TEXTO MOSTRADO.
+++

Únicamente con ellos aumentará la diversidad de manifestaciones culturales en
perjuicio de la homogeneidad inicial. De esta forma, antes o después se llegará
a una "dialéctica de la Ilustración" (si bien de signo inverso a la
descrita por Adorno y Horkheimer), cuando los desarrollos intelectuales,
estéticos y morales de una cultura planteen exigencias a ésta situados, en
nombre de lo racional (universal), por encima de las condiciones del
sostenimiento de la misma (así, por ejemplo, el problema de los refugiados que
llegan masivamente a Europa). Ello puede conducir, a su vez, a la represión de
tales desarrollos, con el fin de restablecer la homeostasis amenazada, o a que
la cultura haga un esfuerzo adaptativo para satisfacer tales metas racionales
que considera irrenunciables. Si lo consigue, progresará en un sentido
no meramente técnico; pero si no, se arriesga a sufrir graves retrocesos, o
hasta a perecer como tal cultura. Es una apuesta muy alta.

+++

EXTRACTO DE DATOS.
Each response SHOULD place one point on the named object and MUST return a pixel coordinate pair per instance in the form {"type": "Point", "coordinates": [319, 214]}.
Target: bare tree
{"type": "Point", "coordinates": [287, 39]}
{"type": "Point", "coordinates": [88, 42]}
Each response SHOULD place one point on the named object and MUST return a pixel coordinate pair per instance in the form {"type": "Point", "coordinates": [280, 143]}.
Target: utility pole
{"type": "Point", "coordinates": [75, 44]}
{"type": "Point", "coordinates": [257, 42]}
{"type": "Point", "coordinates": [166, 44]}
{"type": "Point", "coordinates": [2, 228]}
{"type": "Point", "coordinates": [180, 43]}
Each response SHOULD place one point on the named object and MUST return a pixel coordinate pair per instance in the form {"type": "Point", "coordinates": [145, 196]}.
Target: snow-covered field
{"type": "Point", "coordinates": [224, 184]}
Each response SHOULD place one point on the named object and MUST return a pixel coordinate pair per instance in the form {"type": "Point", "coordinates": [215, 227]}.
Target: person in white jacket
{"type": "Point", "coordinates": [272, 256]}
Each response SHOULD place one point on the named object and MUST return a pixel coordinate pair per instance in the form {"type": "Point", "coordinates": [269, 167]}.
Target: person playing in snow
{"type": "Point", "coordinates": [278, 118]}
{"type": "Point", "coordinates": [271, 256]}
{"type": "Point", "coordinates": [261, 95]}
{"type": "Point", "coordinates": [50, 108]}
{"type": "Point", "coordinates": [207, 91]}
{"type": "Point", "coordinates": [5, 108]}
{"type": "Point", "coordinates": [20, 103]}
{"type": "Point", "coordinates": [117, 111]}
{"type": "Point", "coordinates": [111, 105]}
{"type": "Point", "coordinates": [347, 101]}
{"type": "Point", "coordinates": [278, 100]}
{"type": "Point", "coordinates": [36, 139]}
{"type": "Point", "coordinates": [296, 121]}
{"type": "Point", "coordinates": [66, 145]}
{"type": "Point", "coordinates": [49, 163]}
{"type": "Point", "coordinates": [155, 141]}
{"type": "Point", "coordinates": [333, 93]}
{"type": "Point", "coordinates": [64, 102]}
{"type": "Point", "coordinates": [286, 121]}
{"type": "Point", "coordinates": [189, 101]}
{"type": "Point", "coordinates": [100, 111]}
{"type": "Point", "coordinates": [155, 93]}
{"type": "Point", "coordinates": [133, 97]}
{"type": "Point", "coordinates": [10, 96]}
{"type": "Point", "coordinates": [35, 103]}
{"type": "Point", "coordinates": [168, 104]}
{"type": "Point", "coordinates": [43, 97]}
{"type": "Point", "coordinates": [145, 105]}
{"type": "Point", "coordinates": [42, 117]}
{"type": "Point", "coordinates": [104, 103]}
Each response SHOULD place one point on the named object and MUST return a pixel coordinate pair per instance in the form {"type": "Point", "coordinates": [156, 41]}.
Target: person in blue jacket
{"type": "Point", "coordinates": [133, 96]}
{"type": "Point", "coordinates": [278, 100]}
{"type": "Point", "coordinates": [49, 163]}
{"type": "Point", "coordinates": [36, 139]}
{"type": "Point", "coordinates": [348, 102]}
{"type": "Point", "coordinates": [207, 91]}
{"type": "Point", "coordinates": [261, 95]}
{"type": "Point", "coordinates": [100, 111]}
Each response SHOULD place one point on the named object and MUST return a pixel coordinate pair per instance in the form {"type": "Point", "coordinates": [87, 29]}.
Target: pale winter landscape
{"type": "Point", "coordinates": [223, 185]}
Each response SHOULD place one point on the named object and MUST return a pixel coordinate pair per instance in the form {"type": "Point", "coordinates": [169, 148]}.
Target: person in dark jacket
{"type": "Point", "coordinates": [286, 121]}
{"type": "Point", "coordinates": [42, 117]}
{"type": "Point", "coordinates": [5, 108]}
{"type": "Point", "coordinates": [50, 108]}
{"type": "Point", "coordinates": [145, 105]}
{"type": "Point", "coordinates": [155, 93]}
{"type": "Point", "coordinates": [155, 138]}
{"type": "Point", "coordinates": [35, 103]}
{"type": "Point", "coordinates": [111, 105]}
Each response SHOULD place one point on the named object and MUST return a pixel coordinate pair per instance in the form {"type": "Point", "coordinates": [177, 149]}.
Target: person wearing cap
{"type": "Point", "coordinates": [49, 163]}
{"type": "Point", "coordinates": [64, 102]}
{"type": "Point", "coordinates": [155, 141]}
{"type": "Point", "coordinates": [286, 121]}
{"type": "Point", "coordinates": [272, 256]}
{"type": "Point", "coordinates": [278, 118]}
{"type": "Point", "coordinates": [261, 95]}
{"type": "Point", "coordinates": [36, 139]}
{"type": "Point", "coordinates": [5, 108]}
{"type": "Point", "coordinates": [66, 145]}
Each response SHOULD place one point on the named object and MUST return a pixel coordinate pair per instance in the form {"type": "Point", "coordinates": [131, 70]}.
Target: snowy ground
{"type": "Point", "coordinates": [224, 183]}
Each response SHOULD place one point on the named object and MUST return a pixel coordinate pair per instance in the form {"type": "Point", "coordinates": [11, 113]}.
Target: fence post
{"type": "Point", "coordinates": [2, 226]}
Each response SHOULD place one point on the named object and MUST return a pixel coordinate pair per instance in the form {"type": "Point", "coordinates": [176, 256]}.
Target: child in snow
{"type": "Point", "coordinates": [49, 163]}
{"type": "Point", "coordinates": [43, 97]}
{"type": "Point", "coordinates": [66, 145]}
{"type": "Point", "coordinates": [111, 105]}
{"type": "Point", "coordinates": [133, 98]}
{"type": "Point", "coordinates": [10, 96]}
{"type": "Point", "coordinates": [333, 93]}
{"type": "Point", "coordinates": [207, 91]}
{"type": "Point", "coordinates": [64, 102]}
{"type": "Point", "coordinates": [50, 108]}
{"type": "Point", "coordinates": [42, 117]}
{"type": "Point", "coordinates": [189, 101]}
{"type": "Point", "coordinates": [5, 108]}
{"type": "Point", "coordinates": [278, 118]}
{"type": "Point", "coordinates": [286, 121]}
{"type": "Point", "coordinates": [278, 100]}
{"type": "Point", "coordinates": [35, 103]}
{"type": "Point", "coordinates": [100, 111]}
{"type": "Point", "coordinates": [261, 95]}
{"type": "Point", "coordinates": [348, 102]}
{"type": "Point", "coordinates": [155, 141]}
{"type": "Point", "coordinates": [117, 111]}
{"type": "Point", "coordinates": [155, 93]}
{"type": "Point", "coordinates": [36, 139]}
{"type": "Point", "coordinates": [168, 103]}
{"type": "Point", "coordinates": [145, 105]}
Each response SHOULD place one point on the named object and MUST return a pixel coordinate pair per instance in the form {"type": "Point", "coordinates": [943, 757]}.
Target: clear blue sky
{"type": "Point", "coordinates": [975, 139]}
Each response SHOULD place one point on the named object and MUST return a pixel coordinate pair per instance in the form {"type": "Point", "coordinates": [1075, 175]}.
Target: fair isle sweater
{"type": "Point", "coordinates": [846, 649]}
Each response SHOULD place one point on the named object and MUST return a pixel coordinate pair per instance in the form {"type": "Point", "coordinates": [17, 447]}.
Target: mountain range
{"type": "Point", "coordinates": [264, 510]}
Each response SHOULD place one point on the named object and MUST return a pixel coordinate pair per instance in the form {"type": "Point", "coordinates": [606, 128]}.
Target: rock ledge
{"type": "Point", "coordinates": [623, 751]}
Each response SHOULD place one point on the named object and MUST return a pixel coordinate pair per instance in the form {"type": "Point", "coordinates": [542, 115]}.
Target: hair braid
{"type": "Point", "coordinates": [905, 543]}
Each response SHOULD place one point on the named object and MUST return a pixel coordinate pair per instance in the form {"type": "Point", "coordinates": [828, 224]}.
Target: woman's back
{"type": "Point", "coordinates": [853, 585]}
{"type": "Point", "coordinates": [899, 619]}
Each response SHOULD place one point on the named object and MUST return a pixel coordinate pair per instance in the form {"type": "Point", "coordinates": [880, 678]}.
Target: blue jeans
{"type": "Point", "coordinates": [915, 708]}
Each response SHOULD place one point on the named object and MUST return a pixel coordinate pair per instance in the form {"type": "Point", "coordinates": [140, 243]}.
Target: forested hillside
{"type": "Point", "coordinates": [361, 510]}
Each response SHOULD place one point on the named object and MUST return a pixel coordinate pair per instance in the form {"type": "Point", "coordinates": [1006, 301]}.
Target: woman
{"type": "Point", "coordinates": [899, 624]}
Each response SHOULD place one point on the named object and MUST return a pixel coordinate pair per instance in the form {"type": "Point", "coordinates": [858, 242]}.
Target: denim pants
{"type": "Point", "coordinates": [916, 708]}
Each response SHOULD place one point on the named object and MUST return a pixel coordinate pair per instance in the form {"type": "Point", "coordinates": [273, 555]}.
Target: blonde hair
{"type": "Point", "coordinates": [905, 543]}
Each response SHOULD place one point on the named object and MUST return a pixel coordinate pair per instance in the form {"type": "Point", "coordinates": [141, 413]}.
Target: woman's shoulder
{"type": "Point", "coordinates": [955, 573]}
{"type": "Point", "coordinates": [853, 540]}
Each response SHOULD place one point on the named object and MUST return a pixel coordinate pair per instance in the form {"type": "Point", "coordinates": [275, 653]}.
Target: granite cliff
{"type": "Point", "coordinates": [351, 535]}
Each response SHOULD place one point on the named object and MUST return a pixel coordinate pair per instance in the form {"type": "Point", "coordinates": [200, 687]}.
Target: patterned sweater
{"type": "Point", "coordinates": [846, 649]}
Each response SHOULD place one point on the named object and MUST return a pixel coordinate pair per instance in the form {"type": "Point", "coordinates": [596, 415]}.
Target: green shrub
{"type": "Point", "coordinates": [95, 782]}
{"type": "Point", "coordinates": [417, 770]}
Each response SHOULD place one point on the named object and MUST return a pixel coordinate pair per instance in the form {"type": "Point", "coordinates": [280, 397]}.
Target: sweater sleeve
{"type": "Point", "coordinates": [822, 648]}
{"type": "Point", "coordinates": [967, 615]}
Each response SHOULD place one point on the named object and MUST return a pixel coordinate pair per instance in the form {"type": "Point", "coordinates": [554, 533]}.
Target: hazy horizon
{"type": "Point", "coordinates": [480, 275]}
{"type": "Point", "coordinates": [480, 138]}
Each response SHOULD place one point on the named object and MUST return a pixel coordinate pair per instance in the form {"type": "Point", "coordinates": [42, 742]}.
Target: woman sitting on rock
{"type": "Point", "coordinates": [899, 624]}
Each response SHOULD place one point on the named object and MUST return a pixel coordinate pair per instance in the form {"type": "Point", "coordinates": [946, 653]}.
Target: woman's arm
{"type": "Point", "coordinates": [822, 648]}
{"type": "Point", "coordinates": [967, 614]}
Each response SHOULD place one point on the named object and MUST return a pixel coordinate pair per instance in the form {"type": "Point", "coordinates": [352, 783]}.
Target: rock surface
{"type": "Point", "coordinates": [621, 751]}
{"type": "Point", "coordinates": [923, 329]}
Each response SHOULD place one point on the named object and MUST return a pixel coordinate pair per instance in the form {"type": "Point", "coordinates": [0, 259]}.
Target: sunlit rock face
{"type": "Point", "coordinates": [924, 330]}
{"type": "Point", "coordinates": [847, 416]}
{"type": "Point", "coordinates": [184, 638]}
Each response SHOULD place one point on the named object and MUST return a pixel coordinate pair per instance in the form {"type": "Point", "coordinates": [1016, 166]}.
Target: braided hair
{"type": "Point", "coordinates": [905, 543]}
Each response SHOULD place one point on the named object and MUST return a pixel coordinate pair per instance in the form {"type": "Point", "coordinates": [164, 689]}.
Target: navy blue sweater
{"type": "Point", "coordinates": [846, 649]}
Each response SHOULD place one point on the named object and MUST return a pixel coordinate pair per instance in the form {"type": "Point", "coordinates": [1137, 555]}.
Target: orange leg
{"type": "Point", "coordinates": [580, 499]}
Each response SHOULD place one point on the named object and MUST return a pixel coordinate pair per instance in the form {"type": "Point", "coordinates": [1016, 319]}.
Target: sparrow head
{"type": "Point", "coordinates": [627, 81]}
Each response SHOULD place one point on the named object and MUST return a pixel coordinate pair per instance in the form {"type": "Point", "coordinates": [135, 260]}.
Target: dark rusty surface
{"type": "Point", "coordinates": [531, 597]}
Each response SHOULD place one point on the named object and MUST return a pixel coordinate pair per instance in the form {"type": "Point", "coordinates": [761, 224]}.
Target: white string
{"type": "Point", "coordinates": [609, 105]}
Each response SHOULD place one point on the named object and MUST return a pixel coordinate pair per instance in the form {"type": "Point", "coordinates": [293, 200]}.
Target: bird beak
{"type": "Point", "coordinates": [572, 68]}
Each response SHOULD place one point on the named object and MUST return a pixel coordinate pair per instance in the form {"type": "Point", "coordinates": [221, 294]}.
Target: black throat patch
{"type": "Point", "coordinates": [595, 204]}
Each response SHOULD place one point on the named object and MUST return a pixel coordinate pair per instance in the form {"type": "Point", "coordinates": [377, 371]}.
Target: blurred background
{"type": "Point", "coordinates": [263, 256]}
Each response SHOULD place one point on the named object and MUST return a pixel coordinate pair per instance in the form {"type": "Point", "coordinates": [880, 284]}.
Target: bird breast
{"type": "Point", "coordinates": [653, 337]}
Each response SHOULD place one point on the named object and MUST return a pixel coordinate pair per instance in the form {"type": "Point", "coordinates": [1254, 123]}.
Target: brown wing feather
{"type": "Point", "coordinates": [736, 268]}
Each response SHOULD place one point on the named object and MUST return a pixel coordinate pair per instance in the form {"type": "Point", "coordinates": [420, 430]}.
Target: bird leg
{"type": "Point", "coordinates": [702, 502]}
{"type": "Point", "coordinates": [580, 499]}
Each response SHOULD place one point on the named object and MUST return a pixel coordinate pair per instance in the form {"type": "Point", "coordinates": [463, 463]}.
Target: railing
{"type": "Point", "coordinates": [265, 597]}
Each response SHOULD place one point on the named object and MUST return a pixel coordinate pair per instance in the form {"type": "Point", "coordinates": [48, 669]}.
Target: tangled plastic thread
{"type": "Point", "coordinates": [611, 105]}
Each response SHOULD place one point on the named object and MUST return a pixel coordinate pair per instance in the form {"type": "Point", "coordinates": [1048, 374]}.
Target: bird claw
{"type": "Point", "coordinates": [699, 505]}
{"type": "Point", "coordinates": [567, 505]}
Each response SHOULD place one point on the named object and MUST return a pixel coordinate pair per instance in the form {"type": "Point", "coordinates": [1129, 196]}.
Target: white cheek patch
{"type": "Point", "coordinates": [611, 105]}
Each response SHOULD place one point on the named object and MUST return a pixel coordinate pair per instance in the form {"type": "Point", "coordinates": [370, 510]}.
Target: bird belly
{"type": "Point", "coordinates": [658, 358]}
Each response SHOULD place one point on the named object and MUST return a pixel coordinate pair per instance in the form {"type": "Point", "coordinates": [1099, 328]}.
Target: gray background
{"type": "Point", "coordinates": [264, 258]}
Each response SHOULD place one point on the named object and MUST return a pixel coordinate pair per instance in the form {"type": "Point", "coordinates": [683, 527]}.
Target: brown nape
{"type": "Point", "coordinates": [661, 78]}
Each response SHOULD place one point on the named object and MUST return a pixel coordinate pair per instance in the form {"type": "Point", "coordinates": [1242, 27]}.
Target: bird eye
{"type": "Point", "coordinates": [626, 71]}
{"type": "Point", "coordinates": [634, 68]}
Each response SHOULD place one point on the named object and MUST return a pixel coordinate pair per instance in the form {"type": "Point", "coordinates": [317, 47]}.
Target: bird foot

+++

TAREAS PROPUESTAS.
1. Reescribe como lista el párrafo del texto sobre la cultura que comienza con «Únicamente con ellos aumentará» y conserva sus ideas principales.
2. Prosigue el texto sobre la cultura a partir de su última oración.

RESPUESTAS ESCRITAS.
1.
- Solo con ellos aumentará la diversidad de manifestaciones culturales, en perjuicio de la homogeneidad inicial.
- Antes o después se llegará a una "dialéctica de la Ilustración", de signo inverso a la descrita por Adorno y Horkheimer.
- Esa dialéctica surge cuando los desarrollos intelectuales, estéticos y morales de una cultura le plantean exigencias en nombre de lo racional (universal). Esas exigencias se sitúan por encima de las condiciones de su sostenimiento, como en el caso de los refugiados que llegan masivamente a Europa.
- La consecuencia puede ser la represión de esos desarrollos para restablecer la homeostasis amenazada.
- También puede ocurrir que la cultura haga un esfuerzo adaptativo para satisfacer metas racionales que considera irrenunciables.
- Si lo consigue, progresará en un sentido no meramente técnico. Si no, se arriesga a sufrir graves retrocesos o incluso a perecer como cultura.
- Es una apuesta muy alta.

2.
Hablaba Nietzsche en sus Intempestivas del "estilo" que una
cultura debe mantener para ser funcional y no derivar en "barbarie"
(concepto que evolucionará en el de nihilismo),
esto es, un estado artificial, inorgánico, un agregado extrínseco de partes sin
cohesión interna. Prescindiendo del componente catastrofista de sus análisis,
muy propio de consideraciones intelectuales del XIX y principios del XX, se
podría decir que, en efecto, el "estilo" de una cultura, su
equilibrio y armonía, dependen de una correspondencia (de una determinada proporción, más
bien), como argumentaba Nietzsche, de "lo interior" y "lo
exterior", términos que él nunca explicó bien pero que parecen responder a
lo que los sujetos "piensan y sienten" en contraposición a lo que
"hacen". Podríamos reformular este planteamiento tan subjetivista
(tan moderno) en términos
de "conductas adaptativas" (antropopoiéticas) frente a "conductas
supraadaptativas" (antropopragmáticas), con independencia de que unas u
otras se traduzcan en pensamientos, sentimientos o actos; simplemente como posibilidades humanas.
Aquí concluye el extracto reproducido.